Problem to solve - Transfer every line of the rows, starting with the line that contains "of the buffalo" and going on through the end of the rows, and add 57 to each number in the answer coordinates.

::::

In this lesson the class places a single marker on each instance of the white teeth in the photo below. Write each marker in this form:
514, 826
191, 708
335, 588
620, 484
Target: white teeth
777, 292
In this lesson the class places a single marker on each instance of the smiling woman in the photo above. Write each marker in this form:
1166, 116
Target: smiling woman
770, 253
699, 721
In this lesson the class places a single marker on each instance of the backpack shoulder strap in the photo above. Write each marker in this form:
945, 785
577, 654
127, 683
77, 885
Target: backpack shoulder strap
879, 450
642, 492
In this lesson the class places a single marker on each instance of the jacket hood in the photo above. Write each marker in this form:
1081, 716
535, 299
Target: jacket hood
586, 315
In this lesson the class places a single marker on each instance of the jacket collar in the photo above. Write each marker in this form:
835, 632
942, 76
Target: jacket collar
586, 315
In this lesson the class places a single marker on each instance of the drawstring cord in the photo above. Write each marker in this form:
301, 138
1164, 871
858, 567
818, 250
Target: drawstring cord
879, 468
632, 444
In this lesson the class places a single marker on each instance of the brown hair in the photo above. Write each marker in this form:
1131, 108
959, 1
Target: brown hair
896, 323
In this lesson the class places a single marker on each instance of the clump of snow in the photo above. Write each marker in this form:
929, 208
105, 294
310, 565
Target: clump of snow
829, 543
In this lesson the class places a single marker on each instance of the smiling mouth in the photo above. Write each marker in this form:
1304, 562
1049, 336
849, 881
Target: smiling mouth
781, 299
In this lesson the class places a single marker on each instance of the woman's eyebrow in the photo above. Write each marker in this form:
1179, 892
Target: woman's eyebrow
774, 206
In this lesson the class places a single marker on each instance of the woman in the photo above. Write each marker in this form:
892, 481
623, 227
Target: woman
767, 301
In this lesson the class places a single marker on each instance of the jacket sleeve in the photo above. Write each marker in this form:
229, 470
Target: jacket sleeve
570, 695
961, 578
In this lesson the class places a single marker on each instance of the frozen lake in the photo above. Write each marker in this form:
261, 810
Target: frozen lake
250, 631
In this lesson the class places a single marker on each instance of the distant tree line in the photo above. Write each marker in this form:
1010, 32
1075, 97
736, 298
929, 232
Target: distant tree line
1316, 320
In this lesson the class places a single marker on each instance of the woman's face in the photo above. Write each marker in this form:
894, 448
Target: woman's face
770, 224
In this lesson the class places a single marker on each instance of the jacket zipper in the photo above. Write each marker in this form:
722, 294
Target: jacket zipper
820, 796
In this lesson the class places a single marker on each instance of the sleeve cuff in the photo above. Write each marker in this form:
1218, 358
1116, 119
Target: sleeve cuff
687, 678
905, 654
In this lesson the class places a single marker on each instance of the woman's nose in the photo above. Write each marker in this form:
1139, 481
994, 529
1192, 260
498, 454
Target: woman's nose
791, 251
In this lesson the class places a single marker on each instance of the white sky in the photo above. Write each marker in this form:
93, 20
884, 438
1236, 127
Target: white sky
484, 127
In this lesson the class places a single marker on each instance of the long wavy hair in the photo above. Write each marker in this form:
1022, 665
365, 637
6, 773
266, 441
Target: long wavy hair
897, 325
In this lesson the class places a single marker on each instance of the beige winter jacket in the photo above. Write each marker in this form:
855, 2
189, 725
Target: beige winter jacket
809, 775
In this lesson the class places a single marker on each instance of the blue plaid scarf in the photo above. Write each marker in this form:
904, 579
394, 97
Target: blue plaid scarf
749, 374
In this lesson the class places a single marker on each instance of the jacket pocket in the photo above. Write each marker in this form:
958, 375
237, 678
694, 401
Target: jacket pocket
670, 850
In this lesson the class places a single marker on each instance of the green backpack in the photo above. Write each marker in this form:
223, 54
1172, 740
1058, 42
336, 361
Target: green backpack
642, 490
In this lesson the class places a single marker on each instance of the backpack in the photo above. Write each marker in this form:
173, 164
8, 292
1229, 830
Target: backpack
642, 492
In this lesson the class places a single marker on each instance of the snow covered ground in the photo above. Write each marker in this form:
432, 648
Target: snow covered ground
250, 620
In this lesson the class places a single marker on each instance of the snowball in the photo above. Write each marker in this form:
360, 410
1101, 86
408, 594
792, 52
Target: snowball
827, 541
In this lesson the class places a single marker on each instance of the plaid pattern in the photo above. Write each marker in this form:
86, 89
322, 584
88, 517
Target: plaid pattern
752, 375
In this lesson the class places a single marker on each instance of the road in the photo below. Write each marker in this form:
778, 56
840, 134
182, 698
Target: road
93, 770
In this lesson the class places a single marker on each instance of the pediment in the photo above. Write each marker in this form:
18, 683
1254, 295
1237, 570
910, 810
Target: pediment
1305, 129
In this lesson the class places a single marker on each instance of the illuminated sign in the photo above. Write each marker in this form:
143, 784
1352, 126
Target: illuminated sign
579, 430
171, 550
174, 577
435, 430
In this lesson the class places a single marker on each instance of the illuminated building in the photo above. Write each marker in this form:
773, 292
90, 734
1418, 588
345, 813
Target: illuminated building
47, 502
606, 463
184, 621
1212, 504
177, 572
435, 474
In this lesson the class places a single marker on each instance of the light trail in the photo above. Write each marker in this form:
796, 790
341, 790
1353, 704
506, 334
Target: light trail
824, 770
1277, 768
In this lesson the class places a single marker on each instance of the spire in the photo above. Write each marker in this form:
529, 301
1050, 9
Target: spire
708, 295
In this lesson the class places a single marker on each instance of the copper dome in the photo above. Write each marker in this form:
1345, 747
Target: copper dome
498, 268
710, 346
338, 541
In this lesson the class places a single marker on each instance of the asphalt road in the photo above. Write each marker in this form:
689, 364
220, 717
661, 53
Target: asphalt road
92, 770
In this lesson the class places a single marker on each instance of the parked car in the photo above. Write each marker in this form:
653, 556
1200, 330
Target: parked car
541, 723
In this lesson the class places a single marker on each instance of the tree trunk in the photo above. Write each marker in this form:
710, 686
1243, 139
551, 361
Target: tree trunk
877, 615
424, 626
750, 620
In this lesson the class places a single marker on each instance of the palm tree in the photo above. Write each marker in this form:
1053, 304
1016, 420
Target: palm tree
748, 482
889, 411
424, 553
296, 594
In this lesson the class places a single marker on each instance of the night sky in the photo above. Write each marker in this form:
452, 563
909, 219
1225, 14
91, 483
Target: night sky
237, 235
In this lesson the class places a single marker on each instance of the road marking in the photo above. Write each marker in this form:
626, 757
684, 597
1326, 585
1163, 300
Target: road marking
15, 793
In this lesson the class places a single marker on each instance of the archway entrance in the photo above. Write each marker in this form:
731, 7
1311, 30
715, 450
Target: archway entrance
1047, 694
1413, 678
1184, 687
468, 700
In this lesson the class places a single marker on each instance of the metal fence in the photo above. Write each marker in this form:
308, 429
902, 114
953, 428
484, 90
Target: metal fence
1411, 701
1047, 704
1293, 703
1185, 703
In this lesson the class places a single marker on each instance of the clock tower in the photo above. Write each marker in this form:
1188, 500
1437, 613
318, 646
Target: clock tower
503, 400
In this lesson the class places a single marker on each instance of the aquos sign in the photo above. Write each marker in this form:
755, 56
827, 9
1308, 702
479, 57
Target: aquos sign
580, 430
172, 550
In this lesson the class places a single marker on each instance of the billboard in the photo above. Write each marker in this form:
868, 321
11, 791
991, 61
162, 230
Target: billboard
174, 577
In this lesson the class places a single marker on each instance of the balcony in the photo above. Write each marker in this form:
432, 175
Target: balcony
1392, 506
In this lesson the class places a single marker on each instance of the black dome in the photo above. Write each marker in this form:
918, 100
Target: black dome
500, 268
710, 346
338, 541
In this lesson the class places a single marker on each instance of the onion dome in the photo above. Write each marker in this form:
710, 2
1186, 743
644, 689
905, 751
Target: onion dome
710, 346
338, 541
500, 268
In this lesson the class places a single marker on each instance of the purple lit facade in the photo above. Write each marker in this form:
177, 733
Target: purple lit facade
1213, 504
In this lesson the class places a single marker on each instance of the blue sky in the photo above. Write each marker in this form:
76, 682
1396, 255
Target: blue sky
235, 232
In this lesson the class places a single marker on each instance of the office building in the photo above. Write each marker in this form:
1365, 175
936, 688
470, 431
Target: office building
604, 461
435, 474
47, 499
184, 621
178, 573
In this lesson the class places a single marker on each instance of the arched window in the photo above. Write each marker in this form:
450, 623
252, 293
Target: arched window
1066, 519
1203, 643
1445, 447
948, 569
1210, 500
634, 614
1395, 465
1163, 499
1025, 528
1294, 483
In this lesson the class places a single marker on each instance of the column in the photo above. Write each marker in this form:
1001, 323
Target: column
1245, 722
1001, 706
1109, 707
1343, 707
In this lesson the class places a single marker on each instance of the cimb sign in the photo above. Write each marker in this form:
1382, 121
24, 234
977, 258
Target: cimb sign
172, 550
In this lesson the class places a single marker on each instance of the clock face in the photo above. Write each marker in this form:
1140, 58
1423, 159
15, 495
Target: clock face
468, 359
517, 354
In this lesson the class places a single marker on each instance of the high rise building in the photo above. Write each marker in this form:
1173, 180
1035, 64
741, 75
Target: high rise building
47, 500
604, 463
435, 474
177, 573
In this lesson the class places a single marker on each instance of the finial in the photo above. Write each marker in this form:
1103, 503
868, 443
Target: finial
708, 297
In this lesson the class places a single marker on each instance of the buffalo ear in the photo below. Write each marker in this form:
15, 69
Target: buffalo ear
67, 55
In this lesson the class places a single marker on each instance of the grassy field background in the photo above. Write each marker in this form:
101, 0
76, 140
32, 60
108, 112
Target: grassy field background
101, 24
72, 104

::::

Response to the exercise -
In this lesson the class places a single marker on each instance of the buffalo ear in the photo below. Write each marker in this form:
15, 69
Target: buffalo ear
124, 112
In this lesson the class places a single marker on each instance of the grassy field background in the photo above. Write each marker in this form:
101, 0
76, 140
32, 60
108, 112
Target: grassy field background
158, 81
129, 161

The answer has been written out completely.